Reproduce the records verbatim from the line containing "marsh grass the system should track." through the end of the records, including both ends. Omit the pictures from your answer.

[START Records for this task]

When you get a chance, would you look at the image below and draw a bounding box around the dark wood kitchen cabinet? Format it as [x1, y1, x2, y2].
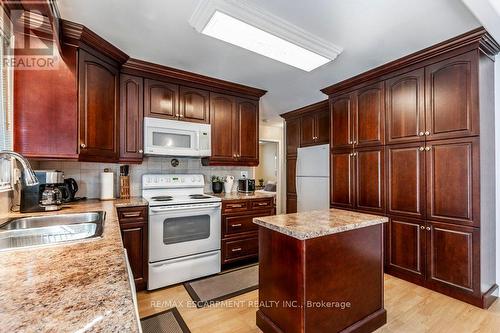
[385, 68, 426, 144]
[386, 142, 426, 219]
[203, 93, 259, 166]
[117, 206, 148, 291]
[330, 147, 385, 214]
[144, 79, 179, 120]
[322, 28, 500, 308]
[281, 100, 330, 213]
[179, 86, 210, 124]
[78, 50, 120, 162]
[120, 74, 144, 163]
[221, 197, 276, 269]
[425, 51, 480, 140]
[425, 137, 480, 227]
[233, 98, 259, 165]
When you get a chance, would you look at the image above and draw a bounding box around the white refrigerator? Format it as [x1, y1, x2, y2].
[295, 145, 330, 212]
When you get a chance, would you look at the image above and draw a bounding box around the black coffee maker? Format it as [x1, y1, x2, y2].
[19, 170, 64, 213]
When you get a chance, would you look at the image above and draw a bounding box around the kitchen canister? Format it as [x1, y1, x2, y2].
[224, 175, 234, 193]
[100, 169, 115, 200]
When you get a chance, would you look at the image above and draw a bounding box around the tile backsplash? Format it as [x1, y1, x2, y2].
[32, 157, 254, 198]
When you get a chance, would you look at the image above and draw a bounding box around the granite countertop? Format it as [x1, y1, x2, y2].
[0, 198, 148, 332]
[210, 192, 275, 201]
[253, 209, 389, 240]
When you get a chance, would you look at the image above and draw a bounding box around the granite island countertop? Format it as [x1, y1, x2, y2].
[0, 198, 148, 332]
[253, 209, 389, 240]
[209, 192, 276, 201]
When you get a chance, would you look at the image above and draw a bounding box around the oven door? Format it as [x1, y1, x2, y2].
[149, 203, 221, 262]
[144, 118, 200, 156]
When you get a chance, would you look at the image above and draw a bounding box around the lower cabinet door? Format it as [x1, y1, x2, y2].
[426, 222, 479, 293]
[121, 223, 148, 290]
[386, 216, 426, 282]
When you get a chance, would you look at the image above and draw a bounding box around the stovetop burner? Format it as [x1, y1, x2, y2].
[151, 195, 173, 201]
[189, 194, 210, 199]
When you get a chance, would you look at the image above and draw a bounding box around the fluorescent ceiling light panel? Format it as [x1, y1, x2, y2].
[202, 11, 330, 72]
[189, 0, 342, 72]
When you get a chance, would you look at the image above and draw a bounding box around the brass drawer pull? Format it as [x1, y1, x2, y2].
[123, 212, 141, 217]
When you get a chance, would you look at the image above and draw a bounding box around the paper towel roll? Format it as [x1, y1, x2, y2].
[101, 172, 115, 200]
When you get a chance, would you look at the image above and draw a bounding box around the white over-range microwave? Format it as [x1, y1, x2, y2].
[144, 117, 211, 157]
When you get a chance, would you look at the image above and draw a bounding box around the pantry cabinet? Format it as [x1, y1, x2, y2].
[322, 29, 500, 308]
[203, 93, 259, 166]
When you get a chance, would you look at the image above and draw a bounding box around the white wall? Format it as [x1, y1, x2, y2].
[495, 55, 500, 285]
[32, 157, 253, 198]
[255, 142, 278, 182]
[259, 124, 286, 214]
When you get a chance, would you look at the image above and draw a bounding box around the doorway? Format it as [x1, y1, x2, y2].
[255, 140, 282, 214]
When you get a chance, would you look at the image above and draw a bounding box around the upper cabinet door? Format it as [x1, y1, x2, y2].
[235, 98, 259, 165]
[354, 82, 385, 147]
[210, 93, 237, 162]
[425, 51, 479, 140]
[426, 137, 479, 227]
[120, 74, 144, 162]
[144, 79, 179, 119]
[179, 86, 210, 124]
[315, 110, 330, 144]
[386, 142, 425, 219]
[385, 68, 425, 144]
[300, 113, 316, 146]
[330, 149, 354, 208]
[354, 147, 385, 213]
[330, 94, 354, 148]
[286, 118, 300, 156]
[78, 50, 120, 162]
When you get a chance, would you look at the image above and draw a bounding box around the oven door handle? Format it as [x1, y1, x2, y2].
[151, 203, 220, 213]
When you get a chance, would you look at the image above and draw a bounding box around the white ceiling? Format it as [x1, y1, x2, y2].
[58, 0, 480, 124]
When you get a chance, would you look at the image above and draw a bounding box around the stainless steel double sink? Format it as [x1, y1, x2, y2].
[0, 211, 106, 251]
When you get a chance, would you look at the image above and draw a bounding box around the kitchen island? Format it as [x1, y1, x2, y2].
[254, 209, 388, 333]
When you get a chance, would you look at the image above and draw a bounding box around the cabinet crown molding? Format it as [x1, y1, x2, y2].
[280, 99, 328, 119]
[122, 58, 267, 98]
[61, 19, 129, 64]
[321, 27, 500, 95]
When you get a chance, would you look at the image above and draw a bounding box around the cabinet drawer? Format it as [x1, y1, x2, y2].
[117, 207, 148, 224]
[250, 199, 273, 209]
[222, 235, 259, 262]
[222, 201, 248, 214]
[223, 215, 258, 236]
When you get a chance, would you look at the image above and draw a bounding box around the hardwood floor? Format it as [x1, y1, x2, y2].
[138, 275, 500, 333]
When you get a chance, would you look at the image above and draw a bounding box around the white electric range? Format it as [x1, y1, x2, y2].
[142, 174, 221, 290]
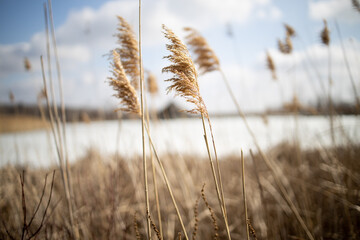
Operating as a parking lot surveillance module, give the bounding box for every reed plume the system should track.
[278,33,293,54]
[116,16,140,89]
[184,27,220,74]
[320,19,330,46]
[162,25,208,116]
[162,25,231,239]
[108,50,140,115]
[351,0,360,13]
[266,51,277,80]
[186,26,314,240]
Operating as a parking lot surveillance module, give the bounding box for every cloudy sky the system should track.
[0,0,360,113]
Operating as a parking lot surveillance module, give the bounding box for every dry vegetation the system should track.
[0,1,360,240]
[0,145,360,239]
[0,114,49,133]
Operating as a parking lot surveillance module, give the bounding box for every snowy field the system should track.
[0,116,360,166]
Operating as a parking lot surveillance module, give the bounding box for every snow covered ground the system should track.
[0,116,360,166]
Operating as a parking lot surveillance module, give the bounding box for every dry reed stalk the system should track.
[192,197,200,240]
[116,16,140,89]
[133,213,141,240]
[48,0,74,213]
[162,25,231,239]
[147,71,159,95]
[320,19,335,146]
[320,19,330,46]
[184,27,227,221]
[108,50,140,115]
[136,0,151,240]
[145,125,189,240]
[148,214,162,240]
[201,183,219,240]
[40,56,78,239]
[241,150,250,240]
[266,51,277,80]
[144,89,163,240]
[183,27,314,240]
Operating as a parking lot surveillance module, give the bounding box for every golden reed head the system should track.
[184,27,220,74]
[162,25,208,116]
[108,50,140,115]
[116,16,140,89]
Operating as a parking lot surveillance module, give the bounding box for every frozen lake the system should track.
[0,116,360,166]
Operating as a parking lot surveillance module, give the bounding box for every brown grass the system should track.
[0,145,360,239]
[0,114,50,133]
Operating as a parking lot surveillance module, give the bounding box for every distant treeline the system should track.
[0,103,189,122]
[0,103,359,122]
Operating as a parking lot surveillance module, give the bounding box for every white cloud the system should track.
[258,42,360,105]
[309,0,360,23]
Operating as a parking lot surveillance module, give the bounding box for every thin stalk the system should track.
[241,150,250,240]
[40,56,78,239]
[145,125,189,240]
[219,70,314,240]
[207,117,227,218]
[327,45,335,146]
[250,149,272,238]
[335,20,360,110]
[144,94,163,240]
[201,113,231,240]
[139,0,151,239]
[48,0,75,204]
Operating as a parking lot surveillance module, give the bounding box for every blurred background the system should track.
[0,0,360,114]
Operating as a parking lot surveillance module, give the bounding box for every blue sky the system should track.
[0,0,360,112]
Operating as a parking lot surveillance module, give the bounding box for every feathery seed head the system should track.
[108,50,140,115]
[285,33,293,54]
[162,25,208,116]
[184,27,220,74]
[320,19,330,46]
[284,23,296,37]
[116,16,140,89]
[278,34,293,54]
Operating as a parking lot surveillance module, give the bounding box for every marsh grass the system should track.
[0,144,360,239]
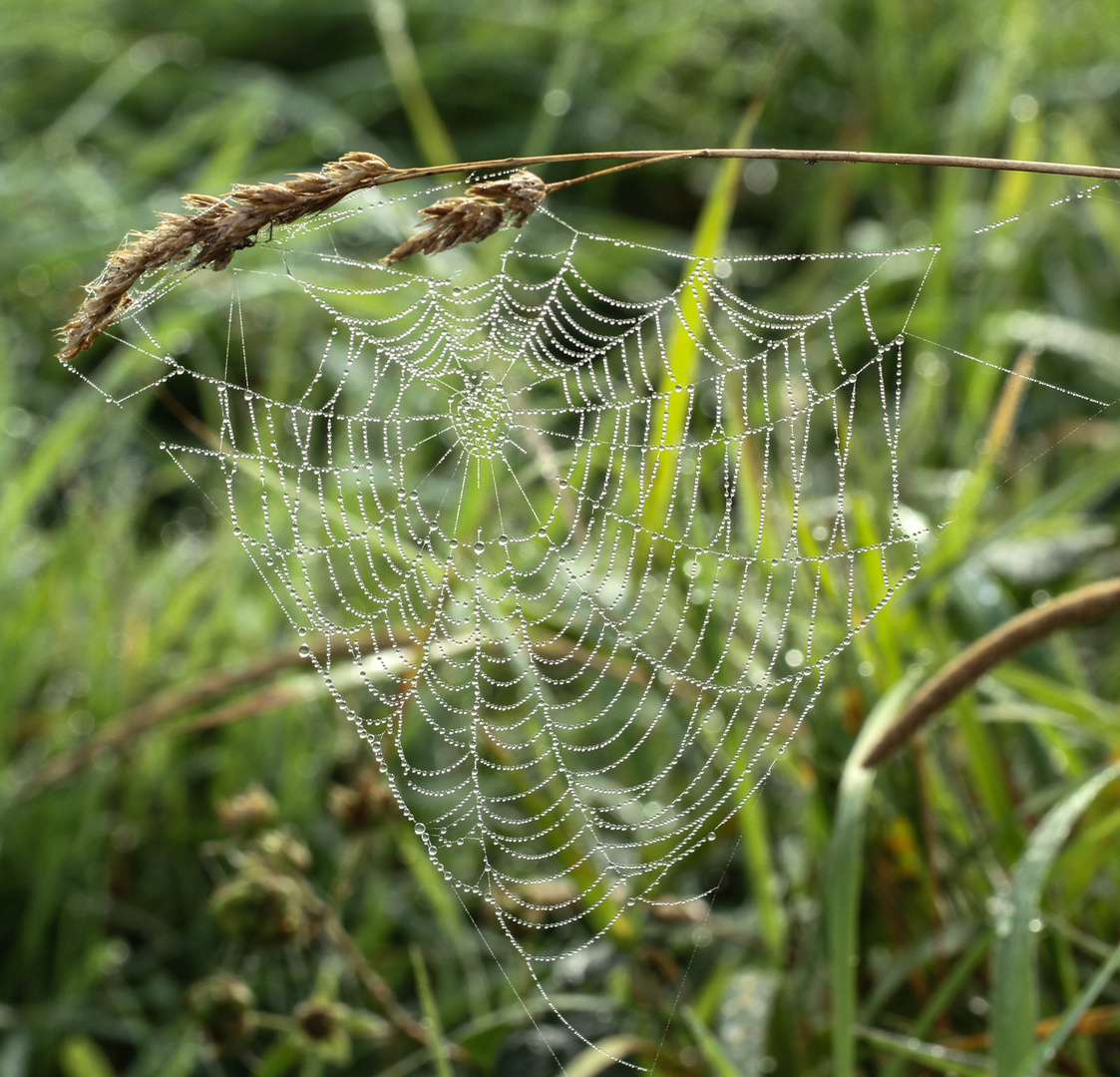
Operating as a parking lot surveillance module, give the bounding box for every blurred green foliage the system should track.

[END Records for this task]

# [Reply]
Operating as a parking lot surveillance module, give the bounding box for every marsh grass the system should track.
[0,144,360,239]
Operating as a parking lot surveillance module, give the bounding box for every blurred green foliage the system should track.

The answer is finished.